## TASK GOAL
Reproduce all the records, substituting "image" for every "photo" and changing nothing else. Omit the pictures.

---------- MATERIAL SUPPLIED

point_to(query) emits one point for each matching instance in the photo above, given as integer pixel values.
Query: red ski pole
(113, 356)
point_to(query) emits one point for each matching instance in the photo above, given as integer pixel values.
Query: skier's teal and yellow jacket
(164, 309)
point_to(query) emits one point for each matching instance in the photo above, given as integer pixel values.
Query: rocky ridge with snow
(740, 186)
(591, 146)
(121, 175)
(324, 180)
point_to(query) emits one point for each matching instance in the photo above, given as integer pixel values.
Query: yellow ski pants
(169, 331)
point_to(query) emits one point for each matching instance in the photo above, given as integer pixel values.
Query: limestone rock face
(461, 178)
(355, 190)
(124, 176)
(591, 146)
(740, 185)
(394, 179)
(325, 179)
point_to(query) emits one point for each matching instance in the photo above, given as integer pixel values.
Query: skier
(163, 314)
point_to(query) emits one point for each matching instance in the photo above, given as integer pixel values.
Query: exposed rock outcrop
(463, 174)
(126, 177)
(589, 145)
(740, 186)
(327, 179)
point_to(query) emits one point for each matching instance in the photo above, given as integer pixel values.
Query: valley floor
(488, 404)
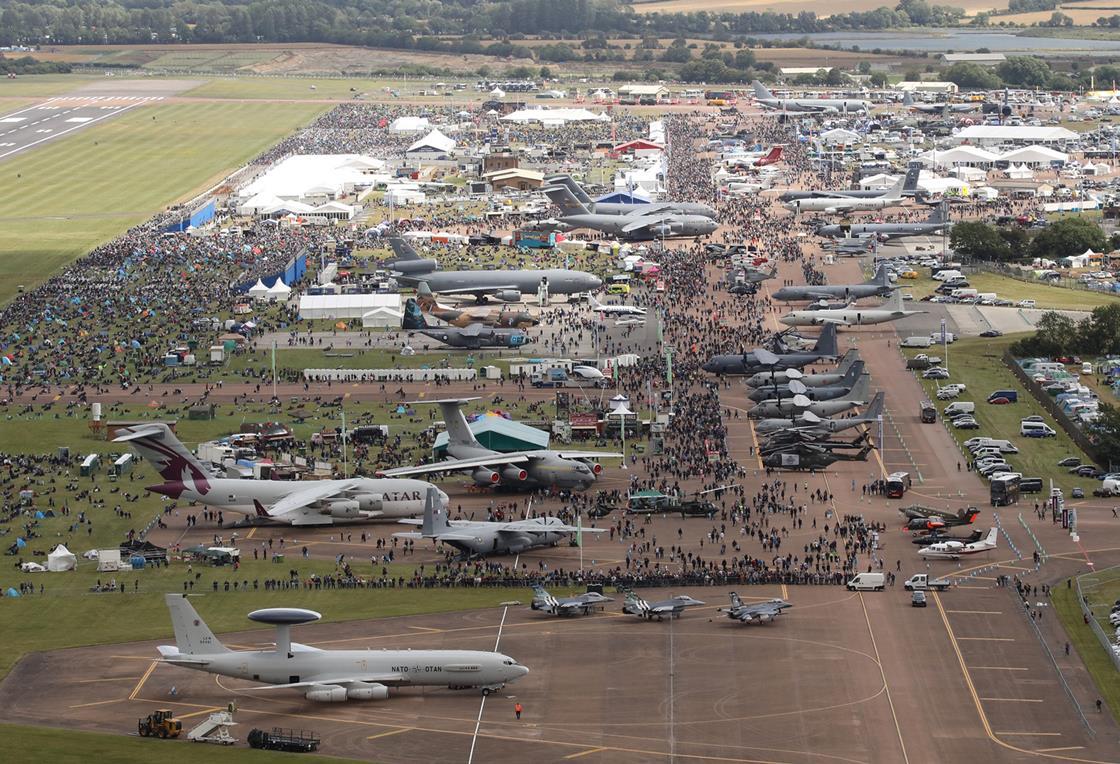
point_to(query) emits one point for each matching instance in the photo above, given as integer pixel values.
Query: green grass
(977, 363)
(64, 746)
(65, 197)
(1083, 640)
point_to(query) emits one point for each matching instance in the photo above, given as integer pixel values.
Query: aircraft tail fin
(192, 634)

--------------------

## SOLVED PROBLEM
point_to(query) emits one point for each matching instance in the image above, given as integer pixel values.
Query: red ski pole
(113, 356)
point_to(query) emits one point for each matching instance in the image above, given as integer pixel values.
Query: skier's teal and yellow jacket
(164, 309)
point_to(query) emits one point for each matching instance in the image above, given as integer pixel values.
Query: rocky ridge with snow
(740, 186)
(591, 146)
(121, 175)
(324, 180)
point_to(query) emits one point for each matching instance in the image above, given as integer pixel values.
Query: yellow ski pants
(169, 331)
point_to(query) emits one point for each matching instance in the image above, given as integer pixel values.
Query: limestone rock face
(461, 178)
(355, 190)
(124, 176)
(591, 146)
(740, 185)
(394, 179)
(325, 179)
point_to(query) emits one point for each matching instance in the image above, given as integer pixel values.
Query: skier
(163, 314)
point_to(query) emits one point for each matching instance in the image above, given as integer pixel values.
Query: exposed rock outcrop
(463, 174)
(126, 177)
(589, 145)
(740, 186)
(327, 179)
point_to(query) emits one point for each matching instance in the image above, given as integer pixel values.
Query: valley floor
(488, 404)
point_to(query) emits one point for each matching instance in the image above, given as integer pixel values.
Query: green grass
(977, 363)
(64, 746)
(65, 197)
(1083, 640)
point_to(query) emits one point for each matching instance in the image above, given as integer pixel values.
Query: aircraft tail fin
(192, 634)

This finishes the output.